--- Page excerpt ---
————
If you're an active Twitter user who likes to check out the social media accounts of local athletes — particularly ones you don't know very well — one of your first instincts upon hearing the news the Twins had signed Logan Morrison was to check out his Twitter profile.
Two numbers would probably jump out at you pretty quickly: Under the "CupOfLoMo" handle, Morrison has tweeted more than 15,000 times and he has more than 100,000 followers — not astronomical marks, but certainly more than your average non-star ballplayer. He has almost twice as many followers, for instance, than Twins second baseman Brian Dozier and has tweeted more than five times as frequently.
But you'll also notice something else interesting: Morrison hasn't tweeted at all since the summer of 2015, though the account is verified and still active. So what gives?
Well, in a Fox Sports interview in 2016 — in which the new Twins first baseman/DH was dubbed "baseball's beloved Twitter pioneer" — Morrison explained simply, "I wanted to manage my time better."
No argument there. As someone who has tweeted just south of 70,000 times, I often wonder how those fleeting seconds could have been spent differently. Much of what I tweet pertains to work — either promoting something either I or someone else has written or engaging with readers to better understand issues — but plenty of it doesn't. Is it worth it to interrupt your day to share something (hopefully) clever, or is it enough to think it and move on?
Morrison decided the latter. When I wrote on Twitter on Monday that Morrison had given up tweeting, Mike Gianella — a writer at Baseball Prospectus who has tweeted more than 183,000 times — humorously replied, "You can do that?"
————
--- Problems to work on ---
A – In the article on Logan Morrison's Twitter use, when did Morrison last tweet?
B – Reproduce the passage of the article on Logan Morrison's tweeting, starting at "But you'll also" and ending at "and move on?", but swap "Morrison" for "LoMo" wherever it appears.
C – Extend the article about Logan Morrison giving up Twitter by writing what follows its final sentence.

--- Recorded data ---
————
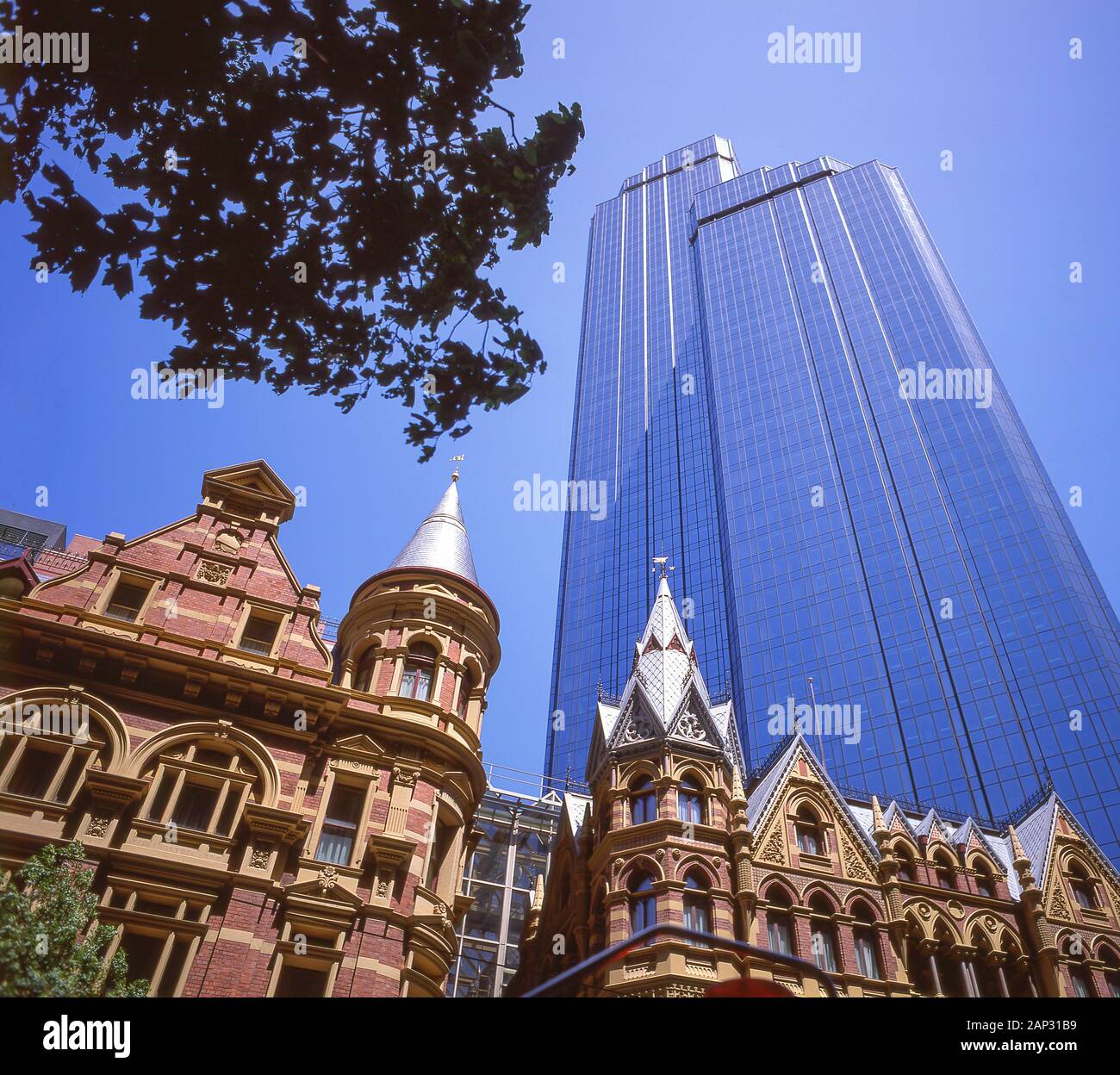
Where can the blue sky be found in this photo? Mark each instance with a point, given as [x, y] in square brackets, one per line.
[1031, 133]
————
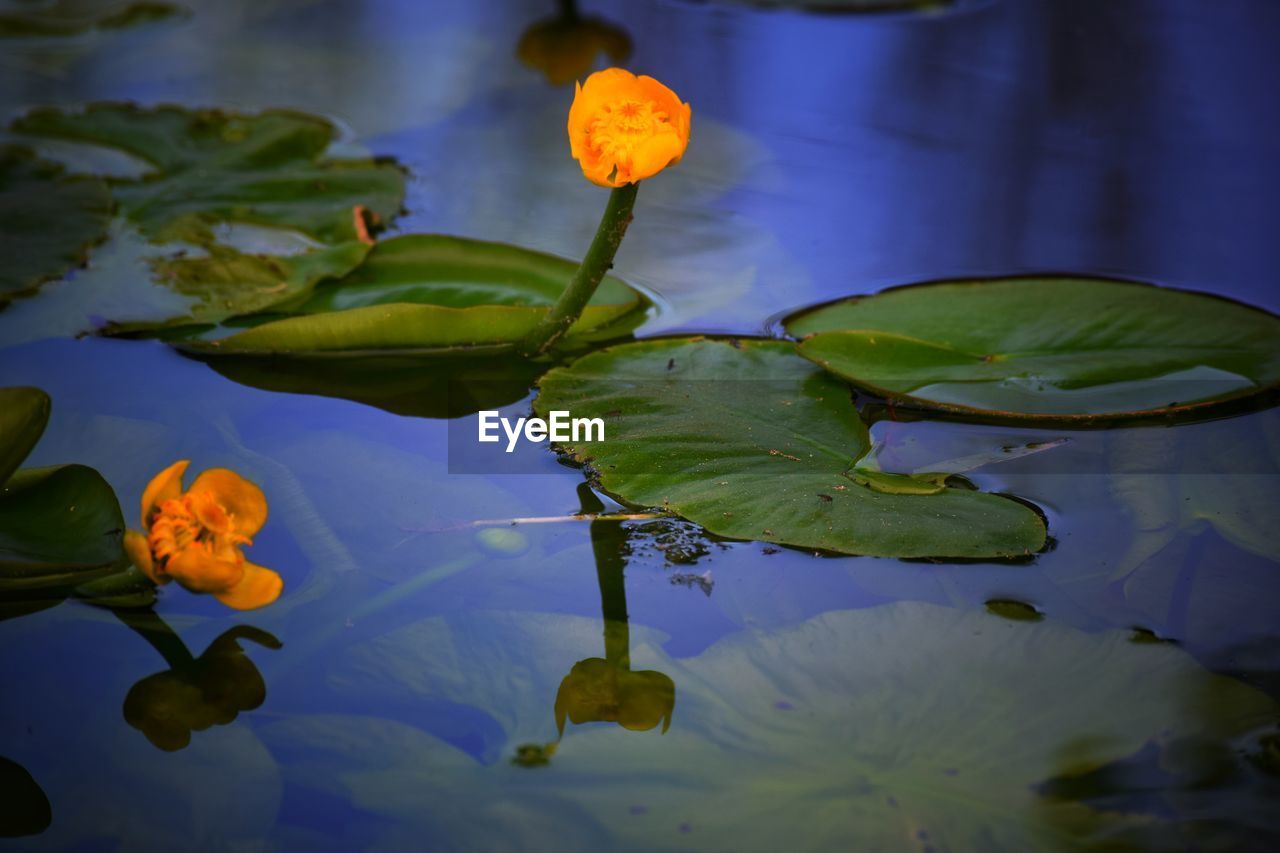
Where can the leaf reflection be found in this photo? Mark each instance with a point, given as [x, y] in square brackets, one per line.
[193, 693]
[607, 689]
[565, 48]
————
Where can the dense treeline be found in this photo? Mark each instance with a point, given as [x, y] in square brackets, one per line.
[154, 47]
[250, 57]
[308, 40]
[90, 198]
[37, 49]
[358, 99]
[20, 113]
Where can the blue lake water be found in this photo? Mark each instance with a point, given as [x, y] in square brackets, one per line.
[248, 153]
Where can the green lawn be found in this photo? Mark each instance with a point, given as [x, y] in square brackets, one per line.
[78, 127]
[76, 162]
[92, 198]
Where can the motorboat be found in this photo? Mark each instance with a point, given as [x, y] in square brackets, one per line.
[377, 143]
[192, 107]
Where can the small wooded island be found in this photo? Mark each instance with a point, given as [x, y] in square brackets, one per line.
————
--- Answers for this exercise ---
A – In the summer of 2015.

B –
But you'll also notice something else interesting: LoMo hasn't tweeted at all since the summer of 2015, though the account is verified and still active. So what gives?
Well, in a Fox Sports interview in 2016 — in which the new Twins first baseman/DH was dubbed "baseball's beloved Twitter pioneer" — LoMo explained simply, "I wanted to manage my time better."
No argument there. As someone who has tweeted just south of 70,000 times, I often wonder how those fleeting seconds could have been spent differently. Much of what I tweet pertains to work — either promoting something either I or someone else has written or engaging with readers to better understand issues — but plenty of it doesn't. Is it worth it to interrupt your day to share something (hopefully) clever, or is it enough to think it and move on?

C –
It also appears, though, that Morrison's decision wasn't quite as simple as wanting better time management. He had his share of battles with fans who he said had "keyboard disease."
He also found himself in deserved trouble when he made a homophobic remark while battling with a fan and had some other hot takes that weren't particularly well thought out. Other times, he was engaging and amusing.
Then again, it's not as if Morrison has entirely settled down. Last season, he was passed over for the Home Run Derby even though he had 24 home runs at the time — 10 more than the Yankees' Gary Sanchez, who was picked to compete.
"Gary shouldn't be there. Gary's a great player, but he shouldn't be in the Home Run Derby," Morrison told the Tampa Bay Times. "I remember when I had 14 home runs. That was a month and a half ago."
If he had tweeted that instead of just saying it, perhaps the story would have blown up even more.
Maybe it's too bad Twins fans won't get to experience Morrison on Twitter. One of his last tweets sums up Twitter at its best and weirdest: a 10-second video of him lip-syncing to the Backstreet Boys' "I Want It That Way."
Or maybe it's a sign that the now 30-year-old Morrison's approach to life has matured just as his approach to hitting has matured — and we want it that way?